**What you are asked to do:**
Can you return every row below that contains the word "entrance"? Case counts, so treat uppercase and lowercase letters as different.

(Collected data)
++++++

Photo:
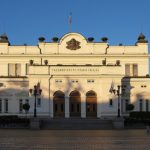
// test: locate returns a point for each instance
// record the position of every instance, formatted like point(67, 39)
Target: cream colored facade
point(74, 65)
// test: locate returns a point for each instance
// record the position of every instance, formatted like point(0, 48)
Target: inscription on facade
point(73, 44)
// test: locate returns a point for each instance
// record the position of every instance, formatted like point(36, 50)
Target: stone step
point(76, 124)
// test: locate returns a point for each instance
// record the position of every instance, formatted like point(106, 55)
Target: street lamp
point(35, 91)
point(118, 94)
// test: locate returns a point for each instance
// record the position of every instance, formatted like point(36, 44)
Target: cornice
point(76, 55)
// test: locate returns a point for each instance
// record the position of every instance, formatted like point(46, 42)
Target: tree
point(26, 107)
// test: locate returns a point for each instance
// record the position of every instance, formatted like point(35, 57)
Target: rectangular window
point(110, 102)
point(14, 69)
point(27, 69)
point(141, 105)
point(0, 105)
point(39, 102)
point(20, 106)
point(56, 107)
point(147, 105)
point(72, 108)
point(135, 70)
point(127, 69)
point(78, 108)
point(6, 106)
point(90, 81)
point(62, 108)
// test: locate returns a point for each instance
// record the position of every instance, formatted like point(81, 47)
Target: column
point(51, 107)
point(83, 106)
point(67, 112)
point(99, 106)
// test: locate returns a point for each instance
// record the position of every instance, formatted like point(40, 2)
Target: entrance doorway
point(59, 104)
point(91, 104)
point(75, 104)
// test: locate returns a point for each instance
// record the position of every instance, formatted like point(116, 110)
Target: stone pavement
point(74, 140)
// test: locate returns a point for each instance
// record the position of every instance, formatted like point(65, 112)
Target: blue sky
point(119, 20)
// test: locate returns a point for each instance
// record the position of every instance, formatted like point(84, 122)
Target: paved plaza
point(74, 140)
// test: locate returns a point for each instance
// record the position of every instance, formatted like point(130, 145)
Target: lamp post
point(118, 94)
point(35, 91)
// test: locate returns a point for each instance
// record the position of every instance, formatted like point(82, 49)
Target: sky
point(24, 21)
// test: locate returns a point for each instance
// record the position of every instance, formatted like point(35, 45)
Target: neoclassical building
point(78, 77)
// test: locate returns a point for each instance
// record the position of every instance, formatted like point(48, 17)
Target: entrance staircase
point(76, 124)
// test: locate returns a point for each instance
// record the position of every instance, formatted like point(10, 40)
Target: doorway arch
point(91, 104)
point(59, 104)
point(75, 104)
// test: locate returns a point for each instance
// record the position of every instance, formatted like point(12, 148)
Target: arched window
point(75, 104)
point(59, 104)
point(91, 104)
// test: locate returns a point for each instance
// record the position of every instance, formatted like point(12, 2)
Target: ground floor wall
point(73, 96)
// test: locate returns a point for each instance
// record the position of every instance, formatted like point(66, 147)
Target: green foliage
point(26, 107)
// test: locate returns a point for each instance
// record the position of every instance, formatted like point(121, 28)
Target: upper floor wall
point(75, 43)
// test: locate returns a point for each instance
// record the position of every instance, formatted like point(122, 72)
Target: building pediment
point(73, 43)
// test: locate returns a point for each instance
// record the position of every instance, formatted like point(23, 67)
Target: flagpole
point(70, 22)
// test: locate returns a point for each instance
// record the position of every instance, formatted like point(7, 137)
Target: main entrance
point(91, 104)
point(75, 104)
point(59, 104)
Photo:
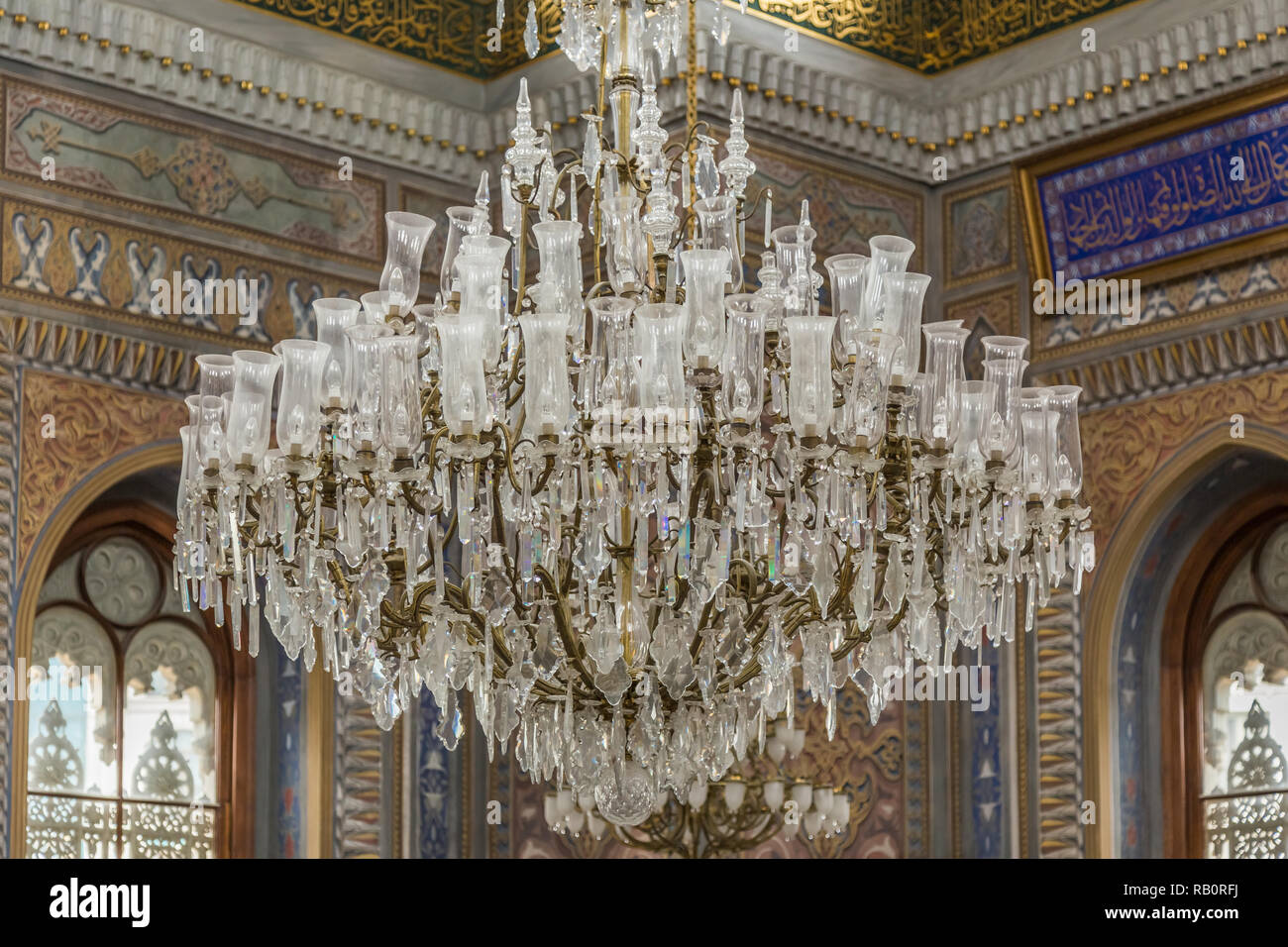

++++++

**Reply to the task:**
Target: entrance doorway
Target: entrance staircase
Target: main entrance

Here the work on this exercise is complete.